Top of INFORMATION GIVEN

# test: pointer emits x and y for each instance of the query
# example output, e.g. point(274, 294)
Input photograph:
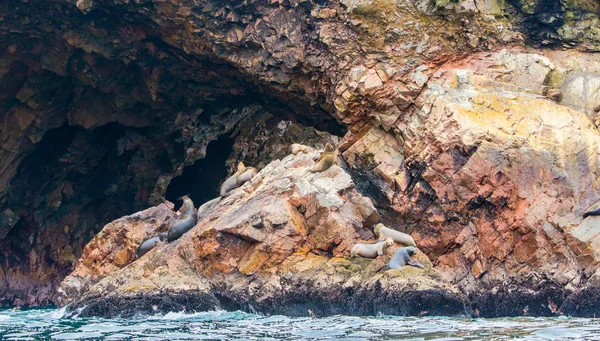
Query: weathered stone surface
point(310, 223)
point(448, 132)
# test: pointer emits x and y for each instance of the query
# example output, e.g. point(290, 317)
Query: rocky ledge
point(280, 244)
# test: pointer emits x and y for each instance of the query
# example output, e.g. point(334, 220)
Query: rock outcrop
point(279, 244)
point(470, 124)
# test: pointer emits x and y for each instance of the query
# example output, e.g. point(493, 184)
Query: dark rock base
point(144, 304)
point(548, 301)
point(519, 301)
point(408, 303)
point(585, 303)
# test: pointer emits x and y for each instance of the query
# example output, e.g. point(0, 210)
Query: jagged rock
point(311, 221)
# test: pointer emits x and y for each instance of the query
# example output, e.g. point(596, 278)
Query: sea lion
point(554, 95)
point(326, 160)
point(208, 207)
point(402, 258)
point(186, 220)
point(592, 210)
point(231, 182)
point(383, 232)
point(296, 148)
point(149, 244)
point(248, 174)
point(371, 250)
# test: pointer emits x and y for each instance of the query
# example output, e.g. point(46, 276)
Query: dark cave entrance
point(201, 180)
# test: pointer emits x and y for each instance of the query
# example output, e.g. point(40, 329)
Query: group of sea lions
point(387, 237)
point(189, 216)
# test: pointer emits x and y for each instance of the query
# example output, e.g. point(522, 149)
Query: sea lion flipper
point(415, 264)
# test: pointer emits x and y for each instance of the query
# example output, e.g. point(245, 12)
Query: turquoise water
point(48, 324)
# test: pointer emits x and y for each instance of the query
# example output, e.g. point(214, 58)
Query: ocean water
point(49, 324)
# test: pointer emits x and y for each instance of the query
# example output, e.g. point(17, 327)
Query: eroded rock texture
point(278, 244)
point(461, 122)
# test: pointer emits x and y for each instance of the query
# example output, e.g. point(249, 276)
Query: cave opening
point(201, 180)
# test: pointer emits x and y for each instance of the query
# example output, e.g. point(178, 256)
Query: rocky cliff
point(470, 124)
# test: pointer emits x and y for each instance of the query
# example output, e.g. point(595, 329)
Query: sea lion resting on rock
point(326, 160)
point(186, 220)
point(383, 232)
point(371, 250)
point(149, 244)
point(402, 258)
point(592, 210)
point(207, 207)
point(296, 148)
point(231, 182)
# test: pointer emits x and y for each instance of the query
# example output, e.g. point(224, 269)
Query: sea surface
point(49, 324)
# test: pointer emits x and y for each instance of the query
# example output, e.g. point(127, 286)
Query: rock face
point(461, 121)
point(278, 244)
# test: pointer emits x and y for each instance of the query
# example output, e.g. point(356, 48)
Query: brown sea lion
point(371, 250)
point(296, 148)
point(326, 160)
point(383, 232)
point(402, 258)
point(186, 220)
point(149, 244)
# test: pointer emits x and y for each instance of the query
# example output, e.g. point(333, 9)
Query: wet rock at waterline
point(294, 262)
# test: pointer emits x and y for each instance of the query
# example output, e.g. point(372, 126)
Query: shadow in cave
point(202, 179)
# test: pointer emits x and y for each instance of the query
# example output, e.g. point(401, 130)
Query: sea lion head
point(241, 168)
point(377, 228)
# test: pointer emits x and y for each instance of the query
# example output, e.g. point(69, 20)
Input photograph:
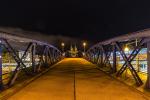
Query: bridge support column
point(148, 66)
point(1, 80)
point(33, 56)
point(114, 69)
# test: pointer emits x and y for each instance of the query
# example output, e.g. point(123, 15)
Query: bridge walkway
point(76, 79)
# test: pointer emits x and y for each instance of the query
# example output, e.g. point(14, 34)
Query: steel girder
point(47, 55)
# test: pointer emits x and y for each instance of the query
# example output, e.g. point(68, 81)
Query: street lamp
point(62, 45)
point(84, 45)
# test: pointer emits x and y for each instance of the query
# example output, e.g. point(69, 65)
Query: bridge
point(102, 73)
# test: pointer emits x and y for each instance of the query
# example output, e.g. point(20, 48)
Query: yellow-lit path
point(76, 79)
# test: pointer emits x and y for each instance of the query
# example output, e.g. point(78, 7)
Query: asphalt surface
point(76, 79)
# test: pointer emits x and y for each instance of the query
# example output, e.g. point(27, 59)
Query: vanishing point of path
point(76, 79)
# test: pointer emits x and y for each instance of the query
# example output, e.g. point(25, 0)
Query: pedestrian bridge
point(76, 79)
point(126, 57)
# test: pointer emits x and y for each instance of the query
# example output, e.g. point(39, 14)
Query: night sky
point(93, 20)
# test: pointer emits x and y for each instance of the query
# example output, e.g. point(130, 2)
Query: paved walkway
point(76, 79)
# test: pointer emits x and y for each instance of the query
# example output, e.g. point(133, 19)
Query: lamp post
point(62, 45)
point(84, 45)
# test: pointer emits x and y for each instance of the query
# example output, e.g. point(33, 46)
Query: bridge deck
point(76, 79)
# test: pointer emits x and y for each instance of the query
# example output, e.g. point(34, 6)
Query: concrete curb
point(131, 87)
point(12, 90)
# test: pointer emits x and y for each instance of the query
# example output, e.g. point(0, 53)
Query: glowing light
point(62, 44)
point(84, 44)
point(126, 49)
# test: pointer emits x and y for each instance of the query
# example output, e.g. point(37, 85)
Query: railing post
point(114, 59)
point(1, 80)
point(33, 57)
point(148, 66)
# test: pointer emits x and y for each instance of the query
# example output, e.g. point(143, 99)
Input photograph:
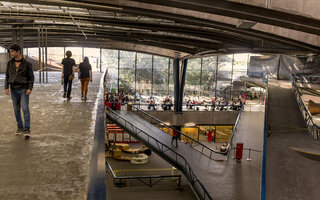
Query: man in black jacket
point(68, 69)
point(20, 78)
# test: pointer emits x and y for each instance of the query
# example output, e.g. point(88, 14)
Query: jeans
point(84, 86)
point(21, 100)
point(67, 84)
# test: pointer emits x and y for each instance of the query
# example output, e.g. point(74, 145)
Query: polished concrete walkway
point(227, 180)
point(289, 175)
point(54, 162)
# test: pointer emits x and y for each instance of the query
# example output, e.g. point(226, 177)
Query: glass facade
point(144, 71)
point(109, 61)
point(127, 72)
point(151, 75)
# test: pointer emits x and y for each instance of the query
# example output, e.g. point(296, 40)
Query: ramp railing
point(313, 128)
point(234, 131)
point(166, 152)
point(205, 150)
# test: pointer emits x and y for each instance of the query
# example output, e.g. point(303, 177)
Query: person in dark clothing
point(20, 79)
point(68, 68)
point(175, 137)
point(85, 75)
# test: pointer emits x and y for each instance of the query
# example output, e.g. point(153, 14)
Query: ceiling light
point(245, 24)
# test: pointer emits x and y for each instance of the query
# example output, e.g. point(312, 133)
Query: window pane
point(171, 81)
point(94, 57)
point(160, 76)
point(192, 84)
point(55, 56)
point(208, 83)
point(110, 63)
point(76, 54)
point(127, 72)
point(144, 74)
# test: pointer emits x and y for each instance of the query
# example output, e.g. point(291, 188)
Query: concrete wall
point(199, 118)
point(4, 57)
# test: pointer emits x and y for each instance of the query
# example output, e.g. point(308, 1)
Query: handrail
point(234, 131)
point(313, 128)
point(120, 178)
point(264, 157)
point(192, 141)
point(163, 149)
point(194, 105)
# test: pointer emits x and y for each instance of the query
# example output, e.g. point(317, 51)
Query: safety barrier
point(264, 157)
point(207, 151)
point(123, 181)
point(234, 132)
point(162, 149)
point(313, 129)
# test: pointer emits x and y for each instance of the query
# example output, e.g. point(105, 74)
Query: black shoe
point(19, 131)
point(26, 133)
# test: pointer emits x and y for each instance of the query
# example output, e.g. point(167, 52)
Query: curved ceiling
point(173, 28)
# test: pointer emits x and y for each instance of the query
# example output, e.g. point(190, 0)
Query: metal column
point(39, 49)
point(176, 75)
point(179, 80)
point(46, 54)
point(100, 58)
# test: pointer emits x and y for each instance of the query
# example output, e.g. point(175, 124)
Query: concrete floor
point(54, 162)
point(289, 175)
point(223, 180)
point(156, 166)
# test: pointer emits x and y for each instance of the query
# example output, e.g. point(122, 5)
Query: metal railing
point(264, 157)
point(196, 107)
point(162, 149)
point(234, 132)
point(207, 151)
point(123, 181)
point(313, 128)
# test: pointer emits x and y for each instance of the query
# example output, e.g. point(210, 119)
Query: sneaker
point(26, 133)
point(19, 131)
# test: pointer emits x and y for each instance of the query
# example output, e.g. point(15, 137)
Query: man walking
point(175, 137)
point(20, 79)
point(68, 69)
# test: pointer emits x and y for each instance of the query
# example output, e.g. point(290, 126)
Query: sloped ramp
point(289, 175)
point(223, 180)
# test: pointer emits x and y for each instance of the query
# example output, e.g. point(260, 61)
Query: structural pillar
point(179, 73)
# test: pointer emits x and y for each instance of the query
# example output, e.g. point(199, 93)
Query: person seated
point(169, 104)
point(224, 147)
point(189, 104)
point(152, 105)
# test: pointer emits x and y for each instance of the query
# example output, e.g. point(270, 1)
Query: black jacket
point(22, 78)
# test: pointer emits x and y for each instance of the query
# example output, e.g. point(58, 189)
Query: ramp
point(209, 179)
point(289, 175)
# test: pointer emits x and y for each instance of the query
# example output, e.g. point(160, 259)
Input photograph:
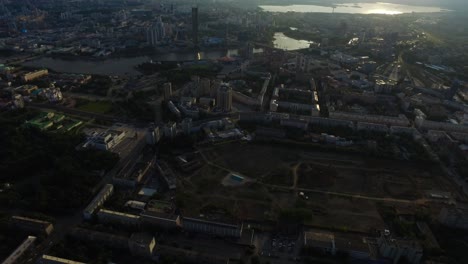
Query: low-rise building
point(160, 219)
point(141, 244)
point(98, 201)
point(114, 217)
point(212, 227)
point(456, 217)
point(19, 253)
point(105, 140)
point(36, 226)
point(100, 238)
point(34, 75)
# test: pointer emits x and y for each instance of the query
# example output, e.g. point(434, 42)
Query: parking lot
point(281, 249)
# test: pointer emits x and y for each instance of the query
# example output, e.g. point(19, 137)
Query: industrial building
point(104, 140)
point(217, 228)
point(98, 201)
point(36, 226)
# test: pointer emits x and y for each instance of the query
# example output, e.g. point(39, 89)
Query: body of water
point(120, 66)
point(355, 8)
point(284, 42)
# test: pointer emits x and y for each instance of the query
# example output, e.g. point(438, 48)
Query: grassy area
point(99, 107)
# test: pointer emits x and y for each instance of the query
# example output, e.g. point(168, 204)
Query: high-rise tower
point(195, 25)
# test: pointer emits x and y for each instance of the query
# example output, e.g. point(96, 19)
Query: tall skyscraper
point(167, 90)
point(224, 98)
point(156, 33)
point(195, 25)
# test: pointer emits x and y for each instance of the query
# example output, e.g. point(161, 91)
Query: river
point(120, 66)
point(284, 42)
point(355, 8)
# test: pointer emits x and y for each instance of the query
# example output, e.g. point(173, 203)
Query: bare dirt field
point(343, 189)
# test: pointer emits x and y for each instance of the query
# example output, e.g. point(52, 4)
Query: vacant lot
point(277, 164)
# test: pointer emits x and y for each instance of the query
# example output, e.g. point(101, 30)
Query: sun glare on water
point(384, 12)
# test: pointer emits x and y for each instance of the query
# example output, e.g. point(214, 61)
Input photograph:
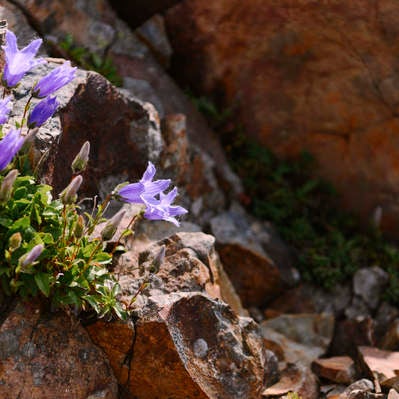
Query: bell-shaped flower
point(9, 146)
point(4, 109)
point(134, 192)
point(56, 79)
point(42, 111)
point(18, 62)
point(163, 209)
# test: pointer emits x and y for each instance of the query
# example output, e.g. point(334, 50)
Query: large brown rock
point(184, 345)
point(49, 355)
point(311, 75)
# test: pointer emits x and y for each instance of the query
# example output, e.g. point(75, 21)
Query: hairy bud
point(69, 194)
point(80, 162)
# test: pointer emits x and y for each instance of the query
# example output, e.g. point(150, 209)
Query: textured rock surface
point(332, 89)
point(49, 355)
point(207, 352)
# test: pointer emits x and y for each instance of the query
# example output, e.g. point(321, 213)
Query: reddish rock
point(340, 369)
point(49, 355)
point(295, 379)
point(331, 89)
point(185, 345)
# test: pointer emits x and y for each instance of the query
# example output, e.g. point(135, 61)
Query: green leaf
point(43, 282)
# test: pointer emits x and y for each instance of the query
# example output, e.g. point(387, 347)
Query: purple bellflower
point(4, 109)
point(162, 209)
point(56, 79)
point(18, 62)
point(42, 111)
point(9, 146)
point(135, 192)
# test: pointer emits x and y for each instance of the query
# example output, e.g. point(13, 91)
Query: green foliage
point(71, 270)
point(90, 61)
point(329, 243)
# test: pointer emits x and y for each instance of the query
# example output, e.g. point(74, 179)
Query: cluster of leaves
point(89, 60)
point(71, 270)
point(329, 243)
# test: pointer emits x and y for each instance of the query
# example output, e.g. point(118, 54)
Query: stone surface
point(298, 339)
point(207, 352)
point(331, 89)
point(340, 369)
point(369, 283)
point(383, 364)
point(297, 379)
point(49, 355)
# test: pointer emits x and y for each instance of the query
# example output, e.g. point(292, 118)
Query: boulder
point(332, 89)
point(45, 355)
point(207, 351)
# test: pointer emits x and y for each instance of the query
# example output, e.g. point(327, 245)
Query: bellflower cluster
point(146, 192)
point(18, 62)
point(47, 247)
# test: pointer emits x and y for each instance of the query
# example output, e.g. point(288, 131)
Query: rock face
point(332, 89)
point(49, 355)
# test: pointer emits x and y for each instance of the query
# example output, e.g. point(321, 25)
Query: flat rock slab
point(383, 364)
point(294, 379)
point(340, 369)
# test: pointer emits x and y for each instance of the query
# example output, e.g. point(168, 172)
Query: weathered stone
point(49, 355)
point(256, 277)
point(383, 364)
point(207, 352)
point(358, 390)
point(295, 379)
point(340, 369)
point(300, 339)
point(369, 283)
point(331, 89)
point(390, 340)
point(351, 333)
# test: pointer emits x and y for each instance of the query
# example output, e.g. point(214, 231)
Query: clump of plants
point(48, 247)
point(329, 243)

Bottom of INFORMATION GIVEN

Out of the entries above, write out only the lines between the line holding "Query: ceiling light" and the line holding "# example output, e.g. point(291, 188)", inclusive, each exactly as given.

## ANSWER FOR THIS EXERCISE
Query: ceiling light
point(245, 24)
# test: pointer emits x and y for each instance of the query
# example output, e.g. point(312, 133)
Query: window pane
point(171, 81)
point(94, 57)
point(160, 76)
point(192, 84)
point(55, 56)
point(208, 83)
point(110, 63)
point(76, 54)
point(127, 72)
point(144, 74)
# test: pointer emits x and y for each instance of the query
# example output, e.g. point(291, 188)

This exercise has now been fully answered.